[THE INPUT]

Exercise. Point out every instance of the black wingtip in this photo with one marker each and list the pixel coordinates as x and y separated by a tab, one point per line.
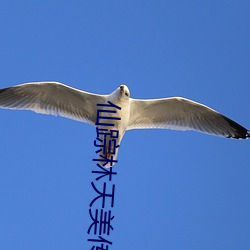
3	90
239	131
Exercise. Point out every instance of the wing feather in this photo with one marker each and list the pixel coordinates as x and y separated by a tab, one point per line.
52	98
182	114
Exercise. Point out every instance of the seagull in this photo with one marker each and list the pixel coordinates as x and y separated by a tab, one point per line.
125	113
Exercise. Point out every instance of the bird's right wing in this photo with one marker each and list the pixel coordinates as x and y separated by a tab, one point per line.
52	98
182	114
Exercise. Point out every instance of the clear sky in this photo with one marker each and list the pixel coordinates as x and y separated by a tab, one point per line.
174	190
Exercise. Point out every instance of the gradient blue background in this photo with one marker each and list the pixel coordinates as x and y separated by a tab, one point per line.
174	190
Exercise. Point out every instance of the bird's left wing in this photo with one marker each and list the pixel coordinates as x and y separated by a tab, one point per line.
52	98
182	114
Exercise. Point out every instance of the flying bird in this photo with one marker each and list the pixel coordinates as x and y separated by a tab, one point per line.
175	113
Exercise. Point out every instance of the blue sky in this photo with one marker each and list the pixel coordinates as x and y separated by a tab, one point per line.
174	190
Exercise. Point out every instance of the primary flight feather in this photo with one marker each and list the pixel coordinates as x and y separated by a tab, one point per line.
167	113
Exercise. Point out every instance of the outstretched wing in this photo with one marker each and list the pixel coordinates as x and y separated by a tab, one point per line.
52	98
182	114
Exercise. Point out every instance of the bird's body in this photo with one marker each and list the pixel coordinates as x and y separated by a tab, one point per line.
167	113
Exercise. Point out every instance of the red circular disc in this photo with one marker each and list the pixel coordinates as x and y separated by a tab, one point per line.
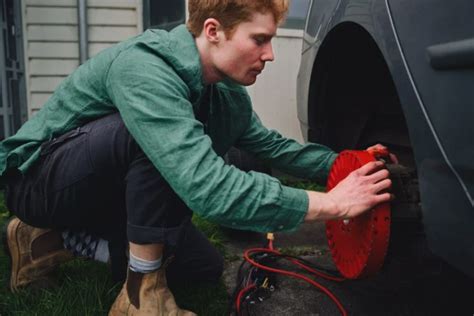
358	245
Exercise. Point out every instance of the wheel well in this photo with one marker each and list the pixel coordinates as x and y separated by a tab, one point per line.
353	102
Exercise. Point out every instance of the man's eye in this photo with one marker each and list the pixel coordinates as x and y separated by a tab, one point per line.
259	40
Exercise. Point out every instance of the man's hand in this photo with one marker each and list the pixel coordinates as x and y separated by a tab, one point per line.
378	148
360	191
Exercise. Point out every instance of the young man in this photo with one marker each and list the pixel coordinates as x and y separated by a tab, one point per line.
132	142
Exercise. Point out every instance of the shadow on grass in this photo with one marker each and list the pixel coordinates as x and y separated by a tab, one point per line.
83	287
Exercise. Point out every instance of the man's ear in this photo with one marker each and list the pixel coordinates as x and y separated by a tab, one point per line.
212	30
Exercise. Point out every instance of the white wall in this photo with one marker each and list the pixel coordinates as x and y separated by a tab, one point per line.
51	38
52	53
274	93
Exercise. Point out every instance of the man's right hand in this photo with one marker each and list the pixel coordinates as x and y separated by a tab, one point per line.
359	192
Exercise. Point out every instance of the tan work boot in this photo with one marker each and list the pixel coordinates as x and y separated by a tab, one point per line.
146	294
33	252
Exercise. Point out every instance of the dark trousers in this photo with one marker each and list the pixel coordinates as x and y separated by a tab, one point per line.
96	178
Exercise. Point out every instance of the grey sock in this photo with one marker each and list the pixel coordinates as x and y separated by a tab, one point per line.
143	266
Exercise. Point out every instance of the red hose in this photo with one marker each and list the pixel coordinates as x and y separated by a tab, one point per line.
241	293
289	273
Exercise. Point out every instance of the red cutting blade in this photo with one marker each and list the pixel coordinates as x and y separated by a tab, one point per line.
359	245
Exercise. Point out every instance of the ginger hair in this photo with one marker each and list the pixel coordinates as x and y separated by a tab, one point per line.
231	13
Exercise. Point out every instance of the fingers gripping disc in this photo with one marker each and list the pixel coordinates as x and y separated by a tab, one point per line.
359	245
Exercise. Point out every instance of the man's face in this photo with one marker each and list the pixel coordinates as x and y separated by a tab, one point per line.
242	57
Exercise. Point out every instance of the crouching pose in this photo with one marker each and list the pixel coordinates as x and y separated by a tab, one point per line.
130	145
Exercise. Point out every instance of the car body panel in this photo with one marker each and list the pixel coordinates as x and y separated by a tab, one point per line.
435	96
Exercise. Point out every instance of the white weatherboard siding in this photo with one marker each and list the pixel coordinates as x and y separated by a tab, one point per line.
274	93
51	38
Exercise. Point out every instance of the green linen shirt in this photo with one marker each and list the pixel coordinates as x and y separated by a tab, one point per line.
155	81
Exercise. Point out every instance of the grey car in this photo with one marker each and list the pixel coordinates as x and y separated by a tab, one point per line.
401	73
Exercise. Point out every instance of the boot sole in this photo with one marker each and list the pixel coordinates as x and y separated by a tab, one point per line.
6	233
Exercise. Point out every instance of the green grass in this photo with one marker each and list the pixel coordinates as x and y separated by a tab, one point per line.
84	287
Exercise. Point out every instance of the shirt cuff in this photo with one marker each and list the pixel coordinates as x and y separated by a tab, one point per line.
294	204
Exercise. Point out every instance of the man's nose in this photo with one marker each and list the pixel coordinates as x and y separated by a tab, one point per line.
268	53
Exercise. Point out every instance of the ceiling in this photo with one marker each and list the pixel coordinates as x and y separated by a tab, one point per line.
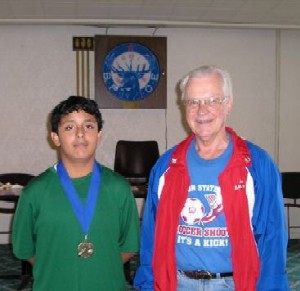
154	13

[/THE INPUT]

§ **YOUR TASK**
Each of the entries above must be copied exactly, but the pictures stay out.

§ **TASK RESPONSE**
Exercise. Point out every instance of the black wingtip in this photo with one marker each and list the pixel coordinates as x and y separated by a tab, one point per line.
3	90
239	131
Exercise. Point out every instance of the wing feather in this photo with one marker each and list the pixel coordinates as x and y separated by a tab, one point per line.
52	98
182	114
Exercise. Point out every instance of the seagull in this photo with one marker each and list the pixel coordinates as x and y separated by a tab, one point per line.
125	113
Exercise. Point out every instance of the bird's right wing in this photo with one marker each and list the pixel coordinates as x and y separated by a tab, one point per line.
52	98
182	114
Exercise. Point out every instance of the clear sky in this photo with one marker each and list the pixel coordinates as x and y separated by a tab, one point per line.
174	190
Exercise. Point out every instance of the gradient blue background in this photo with one marker each and list the pixel coordinates as x and y separated by a tab, one point per line.
174	190
Exercise. Point out every instance of the bird's left wing in this photo with one marker each and list the pixel coordinates as x and y separated by a tab, one point per line.
52	98
182	114
Exercise. Point out every instance of the flying bird in this photo with one marker each and list the pixel coordinates as x and y separated by a tab, one point per line.
175	113
Exercise. Point out every instance of the blue sky in this photo with one marker each and list the pixel coordinates as x and y separated by a tab, one point per line.
174	190
Exercise. Point out every instance of the primary flight feather in this photo with one marker each and list the pixel coordinates as x and y separated by a tab, one point per line.
167	113
Exercise. Point out every instance of the outstretched wing in this photo with one marker each and list the pixel coordinates as x and y separated by a tab, one point per line.
52	98
182	114
Exercise. Point out every instance of the bird's body in this photo with one marker each and list the pixel coordinates as x and y separated by a tab, one point per line.
167	113
Exercise. Point out every instance of the red circular disc in this photo with one marker each and list the pixel coordinates as x and y separated by a tab, one point per line.
358	245
Exercise. Point out every instance of the wheel well in this photo with one marker each and list the pixel coordinates as x and y separated by a tab, one point per line.
353	102
Exercise. Point out every instance of the man's eye in this photo with one marker each and list the pixel coordinates as x and y separated by a tab, one point per line.
259	40
Exercise. Point out every instance of the man's hand in this photo with one marker each and list the pixel coordinates as x and y separated by a tab, one point per line.
378	148
360	191
Exercise. Point out every instance of the young man in this photo with one marker each and list the pixel coordinates as x and y separated by a tab, one point per line.
132	142
Exercise. Point out every instance of the shadow on grass in this photo with one marker each and list the pixel coordinates as x and y separated by a tab, one point per line.
83	287
Exercise. Point out every instance of the man's ear in this photo with one marker each and list the pixel coordinates as x and y separated by a tab, one point per line.
212	30
Exercise. Point out every instance of the white wall in this photo with one marker each and list the pixel coordinates as x and y separated by a tab, one point per line.
51	38
52	53
274	93
Exercise. Point out every instance of the man's right hand in this photo with one marker each and list the pixel coordinates as x and y separated by a tab, one point per line.
359	192
Exercise. Point out every instance of the tan work boot in this photo with one marker each and list the pixel coordinates as x and y separated by a tab, one point per line.
146	294
33	252
Exercise. Point out every instance of the dark trousers in this photo with one marker each and list the pixel coordinates as x and y separated by a tab, one point per line.
96	178
Exercise. Point out every instance of the grey sock in this photo with one marker each and list the pixel coordinates as x and y separated by a tab, one point per line.
143	266
Exercise. Point out every instance of the red hose in this photo with one marker each and list the pixel coordinates as x and y separated by a tab, one point per line.
241	293
289	273
Exercise. Point out every instance of the red cutting blade in this photo with one marker each and list the pixel coordinates as x and y separated by a tab, one point per line.
359	245
Exercise. Point out every instance of the ginger hair in this photo with one marker each and list the pixel coordinates as x and y separated by a tab, one point per line.
231	13
Exercise. Point out every instance of the fingers gripping disc in this photo with one marker each and list the pixel coordinates as x and y separated by a tab, one point per line.
359	245
Exercise. Point out every instance of the man's face in this photo with one marker each and list the pixel coordinates as x and y separated by a tab, one point per line.
242	57
Exercise. Point out every instance of the crouching pose in this photo with one marker each and list the pixel coordinates as x and y separated by a tab, one point per line.
130	145
Exercise. Point out every instance of the car body panel in this photo with one marker each and list the pixel coordinates as x and y separated by a tab, one point per line.
435	96
Exercise. Point out every instance of the white weatherboard siding in this photo with one marker each and list the pixel coordinates as x and y separated by a tab, one point per line.
274	93
51	38
Exercise. Point out every instance of the green linen shirt in this photo with one marker each and list the pixel coordinates as x and y separated by a tab, one point per line.
155	81
Exercise. Point out every instance of the grey car in this photo with one marker each and list the pixel coordinates as x and y separated by a tab, one point per line.
401	73
Exercise. Point out every instance of the boot sole in this photo with one marker each and list the pixel coordinates as x and y separated by a tab, one point per line.
6	233
Exercise. Point out every instance of the green grass in this photo with one marker each and list the pixel coordinates as x and y separated by a tab, one point per line.
84	287
Exercise. Point out every instance of the shirt cuff in this photo with one marker each and list the pixel coordinates as x and y separated by a tab, one point per line.
294	204
Exercise. Point out every instance of the man's nose in this photo with one marker each and list the pixel coordinates as x and y separated by a tab, one point per line.
268	53
Exercise. Point out every instance of the ceiling in this photo with one marker each and list the pixel coordinates as x and y separated by a tab, one point per line.
154	13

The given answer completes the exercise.